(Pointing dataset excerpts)
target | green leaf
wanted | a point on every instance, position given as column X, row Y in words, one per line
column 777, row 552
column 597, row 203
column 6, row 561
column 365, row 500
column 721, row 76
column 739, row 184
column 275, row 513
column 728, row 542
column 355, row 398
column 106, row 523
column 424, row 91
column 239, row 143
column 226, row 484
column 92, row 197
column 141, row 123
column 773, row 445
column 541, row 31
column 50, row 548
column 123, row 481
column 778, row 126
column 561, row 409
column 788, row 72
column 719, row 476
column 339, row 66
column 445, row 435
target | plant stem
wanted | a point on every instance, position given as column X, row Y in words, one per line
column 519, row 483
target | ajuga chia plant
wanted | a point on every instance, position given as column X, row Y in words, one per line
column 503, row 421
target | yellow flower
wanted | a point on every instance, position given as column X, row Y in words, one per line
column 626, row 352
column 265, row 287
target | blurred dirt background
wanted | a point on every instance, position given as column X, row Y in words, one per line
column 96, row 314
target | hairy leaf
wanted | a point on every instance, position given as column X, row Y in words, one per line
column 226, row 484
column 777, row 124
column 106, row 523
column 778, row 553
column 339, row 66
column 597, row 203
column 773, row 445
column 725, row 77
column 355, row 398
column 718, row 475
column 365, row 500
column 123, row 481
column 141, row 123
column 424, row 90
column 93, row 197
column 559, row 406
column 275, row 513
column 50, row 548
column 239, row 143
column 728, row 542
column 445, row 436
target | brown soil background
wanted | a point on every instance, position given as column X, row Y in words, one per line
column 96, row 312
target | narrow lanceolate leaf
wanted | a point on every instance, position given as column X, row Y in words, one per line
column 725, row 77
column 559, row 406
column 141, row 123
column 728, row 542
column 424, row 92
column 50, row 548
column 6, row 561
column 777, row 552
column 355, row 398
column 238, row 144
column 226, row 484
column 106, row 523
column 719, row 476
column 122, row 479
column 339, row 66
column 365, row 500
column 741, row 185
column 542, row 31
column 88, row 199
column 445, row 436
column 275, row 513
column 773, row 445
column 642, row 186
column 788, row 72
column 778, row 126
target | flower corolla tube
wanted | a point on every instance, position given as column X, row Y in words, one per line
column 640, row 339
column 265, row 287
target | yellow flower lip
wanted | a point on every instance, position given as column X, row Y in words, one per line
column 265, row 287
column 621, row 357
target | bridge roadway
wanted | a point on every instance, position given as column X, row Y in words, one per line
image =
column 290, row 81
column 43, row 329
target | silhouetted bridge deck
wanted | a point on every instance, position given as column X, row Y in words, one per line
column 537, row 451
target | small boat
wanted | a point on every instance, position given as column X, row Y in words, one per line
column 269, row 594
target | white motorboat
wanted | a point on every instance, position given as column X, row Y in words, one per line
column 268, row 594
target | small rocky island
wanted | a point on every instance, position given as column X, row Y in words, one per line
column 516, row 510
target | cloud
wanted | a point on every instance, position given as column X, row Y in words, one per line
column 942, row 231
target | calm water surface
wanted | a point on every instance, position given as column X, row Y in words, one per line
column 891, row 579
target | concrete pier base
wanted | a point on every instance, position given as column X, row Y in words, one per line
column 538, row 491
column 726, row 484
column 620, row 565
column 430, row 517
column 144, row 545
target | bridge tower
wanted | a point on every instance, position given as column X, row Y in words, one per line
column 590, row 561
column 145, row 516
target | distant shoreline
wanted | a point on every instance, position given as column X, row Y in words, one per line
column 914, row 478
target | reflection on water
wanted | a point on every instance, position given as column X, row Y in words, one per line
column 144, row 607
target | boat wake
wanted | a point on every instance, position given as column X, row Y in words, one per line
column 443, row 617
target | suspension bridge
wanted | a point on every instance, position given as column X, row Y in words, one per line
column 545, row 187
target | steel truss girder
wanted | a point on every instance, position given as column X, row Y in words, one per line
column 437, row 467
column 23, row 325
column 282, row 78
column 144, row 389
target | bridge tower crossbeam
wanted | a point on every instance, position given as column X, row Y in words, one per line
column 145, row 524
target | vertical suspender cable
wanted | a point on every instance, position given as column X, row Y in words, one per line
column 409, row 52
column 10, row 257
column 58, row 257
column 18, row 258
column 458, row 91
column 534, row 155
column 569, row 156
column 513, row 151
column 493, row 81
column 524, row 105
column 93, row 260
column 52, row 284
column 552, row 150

...

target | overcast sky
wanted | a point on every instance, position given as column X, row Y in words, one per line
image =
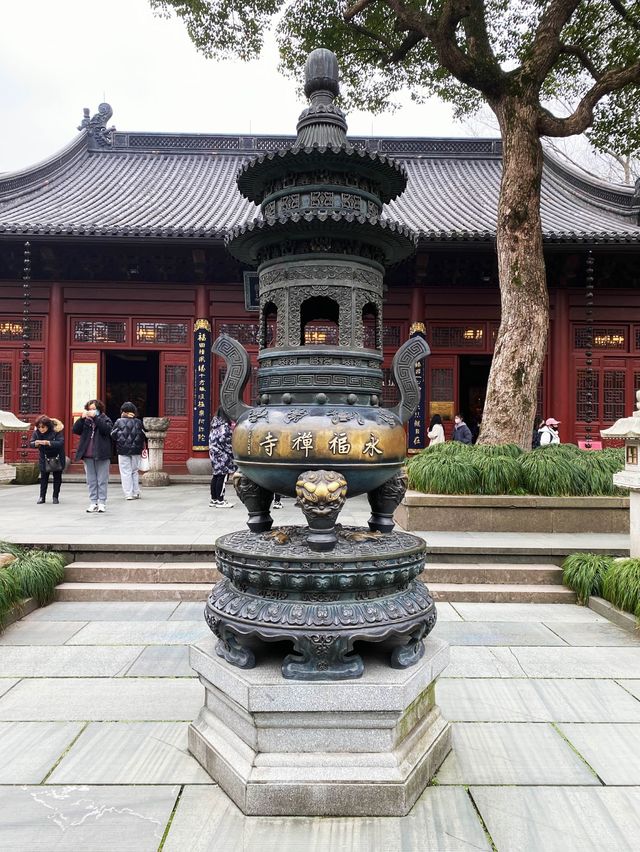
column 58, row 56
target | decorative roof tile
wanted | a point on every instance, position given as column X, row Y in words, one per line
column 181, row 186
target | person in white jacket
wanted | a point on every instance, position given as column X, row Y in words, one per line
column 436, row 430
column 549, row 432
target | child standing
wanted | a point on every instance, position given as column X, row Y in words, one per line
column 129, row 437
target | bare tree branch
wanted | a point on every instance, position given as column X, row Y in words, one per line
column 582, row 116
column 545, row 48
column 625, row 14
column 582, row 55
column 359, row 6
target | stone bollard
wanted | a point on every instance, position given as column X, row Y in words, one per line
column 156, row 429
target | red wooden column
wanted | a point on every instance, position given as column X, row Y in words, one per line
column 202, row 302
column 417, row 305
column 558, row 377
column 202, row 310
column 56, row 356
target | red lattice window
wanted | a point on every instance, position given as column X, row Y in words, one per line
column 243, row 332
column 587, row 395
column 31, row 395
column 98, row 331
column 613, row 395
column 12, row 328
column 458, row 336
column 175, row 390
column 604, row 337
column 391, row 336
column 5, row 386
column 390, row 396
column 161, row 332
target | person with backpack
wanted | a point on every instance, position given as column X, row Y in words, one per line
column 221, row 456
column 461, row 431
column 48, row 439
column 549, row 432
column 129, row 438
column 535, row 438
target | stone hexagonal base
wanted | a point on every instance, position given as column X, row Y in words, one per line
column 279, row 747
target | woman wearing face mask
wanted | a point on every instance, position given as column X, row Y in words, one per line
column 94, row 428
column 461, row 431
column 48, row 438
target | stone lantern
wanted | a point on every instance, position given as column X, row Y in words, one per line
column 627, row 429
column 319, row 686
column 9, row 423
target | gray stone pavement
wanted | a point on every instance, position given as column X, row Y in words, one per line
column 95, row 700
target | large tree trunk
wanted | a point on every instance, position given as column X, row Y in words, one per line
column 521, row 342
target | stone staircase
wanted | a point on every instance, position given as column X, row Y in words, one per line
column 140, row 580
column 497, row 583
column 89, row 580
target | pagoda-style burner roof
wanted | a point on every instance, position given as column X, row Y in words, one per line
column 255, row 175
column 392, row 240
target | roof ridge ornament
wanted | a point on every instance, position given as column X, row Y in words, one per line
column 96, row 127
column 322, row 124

_Do this:_
Quote the rows above between the line holding "target | small rocky island" and the line holding "column 552, row 150", inclusive, reproducing them verbatim.

_Response to the task:_
target | small rocky island
wanted | a point on every instance, position given as column X, row Y in words, one per line
column 516, row 510
target | cloud
wanted | a point on every instance, position given as column X, row Y in words, one per line
column 942, row 231
target | calm water surface
wanted | a point on every instance, position given as column X, row Y in words, one per line
column 891, row 579
target | concrete pier base
wanted | a point on every instance, position given as column X, row Y in words, one per line
column 538, row 491
column 726, row 484
column 620, row 565
column 430, row 517
column 144, row 545
target | bridge tower
wanted | a point on every instance, position given as column X, row Y in words, one per line
column 590, row 561
column 145, row 516
target | distant shoreline
wanted | a point on every instance, position given as column X, row Y in words, one per line
column 914, row 478
target | reflection on water
wanted | a point on every instance, position given as column X, row Y in words, one per line
column 144, row 607
target | boat wake
wanted | a point on every instance, position given as column X, row Y in words, one per line
column 443, row 617
target | suspension bridge
wanted | a point on every instance, position given as column X, row Y in words, one per line
column 545, row 187
target | steel truss girder
wanted | a point on every instance, position given as column X, row Y in words, one per line
column 437, row 467
column 23, row 325
column 282, row 78
column 144, row 389
target | bridge tower crossbeam
wanted | a point on every instance, position given as column X, row Y in words, one per line
column 145, row 524
target | vertical suspender cable
wanted | a point on every instance, position given as column X, row Y in words, one per line
column 409, row 52
column 10, row 257
column 58, row 257
column 18, row 258
column 458, row 91
column 534, row 155
column 569, row 156
column 513, row 151
column 493, row 81
column 524, row 105
column 93, row 260
column 52, row 284
column 552, row 150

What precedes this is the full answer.